## BEGIN

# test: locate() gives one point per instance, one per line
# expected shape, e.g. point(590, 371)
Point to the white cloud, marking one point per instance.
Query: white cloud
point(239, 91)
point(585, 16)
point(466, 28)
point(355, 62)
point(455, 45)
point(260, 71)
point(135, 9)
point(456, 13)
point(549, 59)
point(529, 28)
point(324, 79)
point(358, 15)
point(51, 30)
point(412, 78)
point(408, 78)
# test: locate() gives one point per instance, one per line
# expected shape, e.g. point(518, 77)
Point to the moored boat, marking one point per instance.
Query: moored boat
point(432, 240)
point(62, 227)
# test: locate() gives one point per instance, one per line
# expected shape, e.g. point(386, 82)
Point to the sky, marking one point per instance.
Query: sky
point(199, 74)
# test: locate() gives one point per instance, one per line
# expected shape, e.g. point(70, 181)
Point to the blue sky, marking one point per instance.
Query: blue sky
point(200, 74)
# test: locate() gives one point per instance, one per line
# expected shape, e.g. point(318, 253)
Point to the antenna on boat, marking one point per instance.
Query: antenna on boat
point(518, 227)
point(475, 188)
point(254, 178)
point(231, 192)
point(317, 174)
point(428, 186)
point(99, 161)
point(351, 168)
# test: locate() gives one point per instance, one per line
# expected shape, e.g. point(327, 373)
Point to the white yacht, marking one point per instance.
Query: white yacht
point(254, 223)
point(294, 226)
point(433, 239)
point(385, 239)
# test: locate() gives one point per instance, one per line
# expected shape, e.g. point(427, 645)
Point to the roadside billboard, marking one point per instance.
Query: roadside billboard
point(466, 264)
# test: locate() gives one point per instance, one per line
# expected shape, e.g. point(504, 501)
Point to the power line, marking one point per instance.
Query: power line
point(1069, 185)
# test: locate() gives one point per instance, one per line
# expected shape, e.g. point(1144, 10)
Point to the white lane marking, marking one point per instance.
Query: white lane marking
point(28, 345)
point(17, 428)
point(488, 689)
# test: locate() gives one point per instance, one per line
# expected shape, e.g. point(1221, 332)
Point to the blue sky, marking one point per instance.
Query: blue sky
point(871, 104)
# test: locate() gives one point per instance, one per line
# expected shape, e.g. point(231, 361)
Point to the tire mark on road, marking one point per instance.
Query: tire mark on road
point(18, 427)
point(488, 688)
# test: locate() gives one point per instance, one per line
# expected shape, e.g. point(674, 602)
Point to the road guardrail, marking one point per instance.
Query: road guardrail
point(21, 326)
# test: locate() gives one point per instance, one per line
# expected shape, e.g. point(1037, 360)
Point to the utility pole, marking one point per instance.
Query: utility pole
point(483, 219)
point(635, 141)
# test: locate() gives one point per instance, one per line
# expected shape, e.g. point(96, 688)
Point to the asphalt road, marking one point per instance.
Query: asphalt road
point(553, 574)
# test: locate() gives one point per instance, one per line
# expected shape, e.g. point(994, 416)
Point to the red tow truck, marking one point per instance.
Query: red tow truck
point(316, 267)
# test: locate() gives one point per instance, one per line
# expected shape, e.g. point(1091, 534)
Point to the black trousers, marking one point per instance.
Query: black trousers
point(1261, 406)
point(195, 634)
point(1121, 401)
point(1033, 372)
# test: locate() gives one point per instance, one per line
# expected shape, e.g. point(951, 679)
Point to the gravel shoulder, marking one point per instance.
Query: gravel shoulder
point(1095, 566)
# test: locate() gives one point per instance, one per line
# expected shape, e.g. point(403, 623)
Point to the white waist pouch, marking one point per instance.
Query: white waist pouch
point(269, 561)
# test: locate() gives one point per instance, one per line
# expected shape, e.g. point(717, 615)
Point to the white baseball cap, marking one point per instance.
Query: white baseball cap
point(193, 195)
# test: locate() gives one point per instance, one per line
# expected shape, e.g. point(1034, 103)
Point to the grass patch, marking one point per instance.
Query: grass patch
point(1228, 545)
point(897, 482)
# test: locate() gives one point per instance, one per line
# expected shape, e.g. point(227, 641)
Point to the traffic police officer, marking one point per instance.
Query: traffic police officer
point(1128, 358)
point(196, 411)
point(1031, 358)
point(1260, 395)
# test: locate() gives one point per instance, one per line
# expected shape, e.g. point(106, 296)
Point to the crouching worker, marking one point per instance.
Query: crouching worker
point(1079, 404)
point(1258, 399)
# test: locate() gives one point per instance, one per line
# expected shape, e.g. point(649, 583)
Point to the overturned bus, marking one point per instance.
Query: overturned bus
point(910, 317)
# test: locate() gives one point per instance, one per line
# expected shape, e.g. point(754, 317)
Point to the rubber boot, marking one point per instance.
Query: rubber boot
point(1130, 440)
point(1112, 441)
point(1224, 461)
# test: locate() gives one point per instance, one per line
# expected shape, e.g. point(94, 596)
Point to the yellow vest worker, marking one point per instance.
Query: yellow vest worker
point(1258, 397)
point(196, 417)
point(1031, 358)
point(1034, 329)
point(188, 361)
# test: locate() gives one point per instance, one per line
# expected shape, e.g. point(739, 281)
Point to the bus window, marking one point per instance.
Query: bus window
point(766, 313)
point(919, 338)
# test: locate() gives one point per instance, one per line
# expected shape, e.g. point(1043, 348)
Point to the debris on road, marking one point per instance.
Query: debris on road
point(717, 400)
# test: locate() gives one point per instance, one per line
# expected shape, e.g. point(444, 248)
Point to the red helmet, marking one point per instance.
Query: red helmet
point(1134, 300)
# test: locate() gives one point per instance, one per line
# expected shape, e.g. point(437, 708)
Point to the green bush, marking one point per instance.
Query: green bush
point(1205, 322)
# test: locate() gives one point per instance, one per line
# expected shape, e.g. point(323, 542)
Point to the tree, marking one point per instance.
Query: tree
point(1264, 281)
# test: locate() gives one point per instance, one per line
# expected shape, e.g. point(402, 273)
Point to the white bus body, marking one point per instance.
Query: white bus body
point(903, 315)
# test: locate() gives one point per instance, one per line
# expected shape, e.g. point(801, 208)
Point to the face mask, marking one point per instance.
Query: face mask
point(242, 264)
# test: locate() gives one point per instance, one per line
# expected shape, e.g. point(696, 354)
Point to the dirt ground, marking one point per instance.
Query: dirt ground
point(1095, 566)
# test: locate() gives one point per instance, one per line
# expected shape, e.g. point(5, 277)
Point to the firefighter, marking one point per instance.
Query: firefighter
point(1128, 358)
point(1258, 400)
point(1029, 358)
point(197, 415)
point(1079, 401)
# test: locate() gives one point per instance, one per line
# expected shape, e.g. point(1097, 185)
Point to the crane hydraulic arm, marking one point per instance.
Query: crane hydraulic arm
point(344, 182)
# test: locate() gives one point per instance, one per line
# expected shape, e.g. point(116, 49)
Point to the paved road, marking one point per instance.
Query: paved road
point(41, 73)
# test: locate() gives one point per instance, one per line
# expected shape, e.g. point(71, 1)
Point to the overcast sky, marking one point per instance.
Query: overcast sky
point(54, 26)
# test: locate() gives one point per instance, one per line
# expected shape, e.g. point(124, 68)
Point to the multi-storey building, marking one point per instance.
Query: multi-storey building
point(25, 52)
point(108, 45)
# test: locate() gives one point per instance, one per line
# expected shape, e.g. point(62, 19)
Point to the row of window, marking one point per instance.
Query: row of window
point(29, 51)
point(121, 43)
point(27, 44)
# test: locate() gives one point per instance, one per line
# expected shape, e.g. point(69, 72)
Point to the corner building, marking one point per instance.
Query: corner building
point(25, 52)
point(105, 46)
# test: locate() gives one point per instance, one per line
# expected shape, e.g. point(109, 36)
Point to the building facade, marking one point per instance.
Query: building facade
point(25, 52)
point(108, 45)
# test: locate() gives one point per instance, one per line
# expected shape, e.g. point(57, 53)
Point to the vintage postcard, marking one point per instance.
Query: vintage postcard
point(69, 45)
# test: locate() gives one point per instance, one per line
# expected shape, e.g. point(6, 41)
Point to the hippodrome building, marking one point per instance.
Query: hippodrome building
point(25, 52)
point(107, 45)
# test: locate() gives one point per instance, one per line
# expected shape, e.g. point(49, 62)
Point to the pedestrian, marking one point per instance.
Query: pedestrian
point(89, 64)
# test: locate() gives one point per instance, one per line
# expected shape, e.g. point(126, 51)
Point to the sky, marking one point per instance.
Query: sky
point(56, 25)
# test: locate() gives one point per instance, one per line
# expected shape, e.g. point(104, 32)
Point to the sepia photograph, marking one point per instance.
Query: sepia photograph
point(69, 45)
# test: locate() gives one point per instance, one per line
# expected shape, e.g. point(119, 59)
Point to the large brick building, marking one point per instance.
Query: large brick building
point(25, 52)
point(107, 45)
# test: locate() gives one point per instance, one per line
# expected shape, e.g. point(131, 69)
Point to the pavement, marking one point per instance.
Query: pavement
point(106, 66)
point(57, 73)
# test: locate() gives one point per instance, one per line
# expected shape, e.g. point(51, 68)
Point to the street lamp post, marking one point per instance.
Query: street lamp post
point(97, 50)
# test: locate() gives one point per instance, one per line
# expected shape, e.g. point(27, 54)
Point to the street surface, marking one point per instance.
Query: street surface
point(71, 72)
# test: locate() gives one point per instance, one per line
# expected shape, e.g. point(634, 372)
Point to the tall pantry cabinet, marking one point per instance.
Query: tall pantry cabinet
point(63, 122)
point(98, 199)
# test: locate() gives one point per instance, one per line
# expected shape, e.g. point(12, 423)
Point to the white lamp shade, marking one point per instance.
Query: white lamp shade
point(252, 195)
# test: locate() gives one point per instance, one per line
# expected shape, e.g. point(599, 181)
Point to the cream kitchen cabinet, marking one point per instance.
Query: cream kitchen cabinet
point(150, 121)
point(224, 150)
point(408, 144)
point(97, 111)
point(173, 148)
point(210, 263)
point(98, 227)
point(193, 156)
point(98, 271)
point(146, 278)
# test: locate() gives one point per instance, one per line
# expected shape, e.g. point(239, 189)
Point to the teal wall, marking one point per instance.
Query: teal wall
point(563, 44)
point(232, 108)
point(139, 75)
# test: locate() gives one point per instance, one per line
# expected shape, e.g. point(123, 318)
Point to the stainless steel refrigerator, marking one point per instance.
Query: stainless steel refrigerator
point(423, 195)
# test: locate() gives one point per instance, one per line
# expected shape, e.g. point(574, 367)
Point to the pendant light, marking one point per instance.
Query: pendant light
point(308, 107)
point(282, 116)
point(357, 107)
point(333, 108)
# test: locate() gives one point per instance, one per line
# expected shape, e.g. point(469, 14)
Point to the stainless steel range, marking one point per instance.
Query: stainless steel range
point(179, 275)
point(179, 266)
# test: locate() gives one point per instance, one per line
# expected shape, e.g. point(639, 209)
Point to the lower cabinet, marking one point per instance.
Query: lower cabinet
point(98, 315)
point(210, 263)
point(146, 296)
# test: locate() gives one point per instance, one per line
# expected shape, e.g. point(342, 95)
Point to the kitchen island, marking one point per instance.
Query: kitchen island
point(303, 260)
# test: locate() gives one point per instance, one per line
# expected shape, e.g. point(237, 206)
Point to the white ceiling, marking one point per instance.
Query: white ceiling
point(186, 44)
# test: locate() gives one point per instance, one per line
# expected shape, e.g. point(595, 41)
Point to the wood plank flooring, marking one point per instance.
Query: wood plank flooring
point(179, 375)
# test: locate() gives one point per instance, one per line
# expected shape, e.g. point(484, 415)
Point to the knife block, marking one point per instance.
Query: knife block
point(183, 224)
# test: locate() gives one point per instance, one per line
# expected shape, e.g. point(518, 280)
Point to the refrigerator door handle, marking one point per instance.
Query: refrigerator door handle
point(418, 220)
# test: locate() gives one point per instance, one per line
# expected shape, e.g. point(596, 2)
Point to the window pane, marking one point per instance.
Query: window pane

## END

## YOUR INSTRUCTIONS
Convert the stretch of items from the start through the line containing "point(260, 71)" into a two-column CSV with the header text,answer and one row per item. Put each value in a single quoted field, with line breaks replaced by spaces.

## EXERCISE ANSWER
text,answer
"# test: locate() gives one point per instance, one per line # expected shape, e.g. point(590, 371) Point to the white cloud, marking one point per instance. Query: white cloud","point(239, 91) point(585, 16) point(466, 28) point(355, 62) point(455, 45) point(260, 71)"